- [Testo da leggere]
Messaggioda Berto » lun feb 18, 2019 10:44 pm

Così Banca Etruria ha ingannato i risparmiatori
Giorgia Baroncini - Lun, 18/02/2019

http://www.ilgiornale.it/news/politica/ ... 47274.html

Responsabili dell'istituto decisero di vendere le obbligazioni ai piccoli risparmiatori, sapendo che il prodotto doveva essere destinato solo ad acquirenti "istituzionali"

I clienti di Banca Etruria che furono convinti a comprare le obbligazioni subordinate sono stati ingannati.

I responsabili dell'istituto di credito decisero di vendere le obbligazioni anche ai piccoli risparmiatori, sapendo che il prodotto doveva essere destinato solo agli acquirenti "istituzionali".

Quanto accertato dall'inchiesta penale, trova ora conferma nell'esito degli arbitrati condotti dall'Anac, l'autorità anticorruzione guidata. Lo riporta il Corriere.

- [Consegna]
Prosegua il testo su Banca Etruria e la vendita delle obbligazioni subordinate, riprendendo subito dopo la frase «Lo riporta il Corriere.»

(Voci per l'etichettatura dei riquadri di delimitazione)
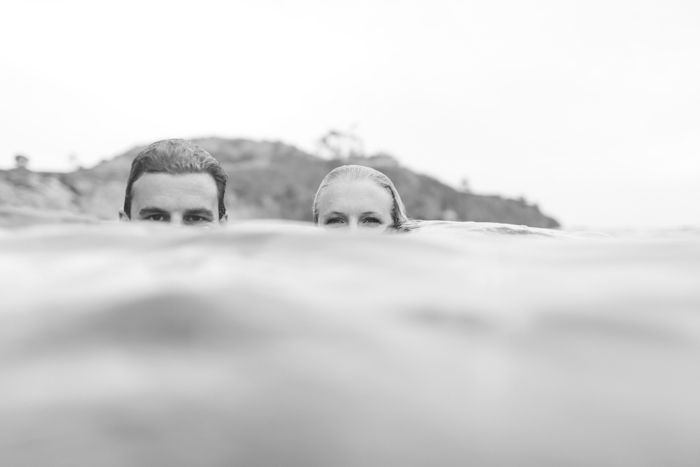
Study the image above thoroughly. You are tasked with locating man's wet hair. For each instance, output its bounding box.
[124,139,228,219]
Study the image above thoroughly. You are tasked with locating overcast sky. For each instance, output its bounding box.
[0,0,700,228]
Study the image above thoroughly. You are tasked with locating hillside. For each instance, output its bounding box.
[0,138,559,228]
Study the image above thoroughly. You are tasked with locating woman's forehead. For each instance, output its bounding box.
[318,180,392,213]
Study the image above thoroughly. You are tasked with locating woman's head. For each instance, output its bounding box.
[313,165,408,232]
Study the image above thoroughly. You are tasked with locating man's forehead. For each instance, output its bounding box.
[132,173,218,209]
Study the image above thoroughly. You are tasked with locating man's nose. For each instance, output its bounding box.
[170,213,185,227]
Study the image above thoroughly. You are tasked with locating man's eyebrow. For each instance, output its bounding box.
[185,208,214,217]
[139,206,169,216]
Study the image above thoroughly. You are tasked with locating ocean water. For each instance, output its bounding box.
[0,222,700,467]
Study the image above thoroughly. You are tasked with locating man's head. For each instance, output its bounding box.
[119,139,228,226]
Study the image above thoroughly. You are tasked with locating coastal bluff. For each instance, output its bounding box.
[0,137,559,228]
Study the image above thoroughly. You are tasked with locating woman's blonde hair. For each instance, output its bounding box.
[313,165,415,232]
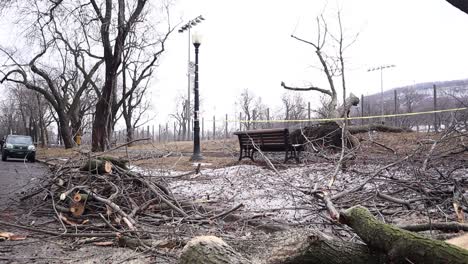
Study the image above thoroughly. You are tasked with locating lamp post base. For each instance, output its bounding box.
[190,153,205,161]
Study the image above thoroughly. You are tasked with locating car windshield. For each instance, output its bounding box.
[7,136,32,145]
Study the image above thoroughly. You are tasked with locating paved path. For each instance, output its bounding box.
[0,159,49,210]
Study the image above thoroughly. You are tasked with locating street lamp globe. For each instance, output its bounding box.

- [Risultato del compito]
Dall'esame delle pratiche emerge un particolare inquietante: i requisiti di chi comprava sono stati modificati per dimostrare che erano informati e consapevoli dei rischi. "I clienti, soprattutto anziani, sono stati spinti a effettuare il disinvestimento di operazioni a capitale garantito per favorire l’acquisto delle obbligazioni subordinate", si legge in una nota.

Le domande

Come ha spiegato il quotidiano, sono oltre 850 richieste presentate da chi si ritiene truffato dal decreto salvabanche approvato dal governo Renzi per evitare il fallimento. Il provvedimento, varato nel novembre 2015, non ha infatti protetto i risparmiatori che avevano scelto le obbligazioni subordinate.

Fino ad ora le commissioni arbitrali create da Raffaele Cantone hanno esaminato 588 istanze per un valore di 18 milioni di euro e ne hanno accolte 495 concedendo il via libera all'erogazione di 14 milioni di euro.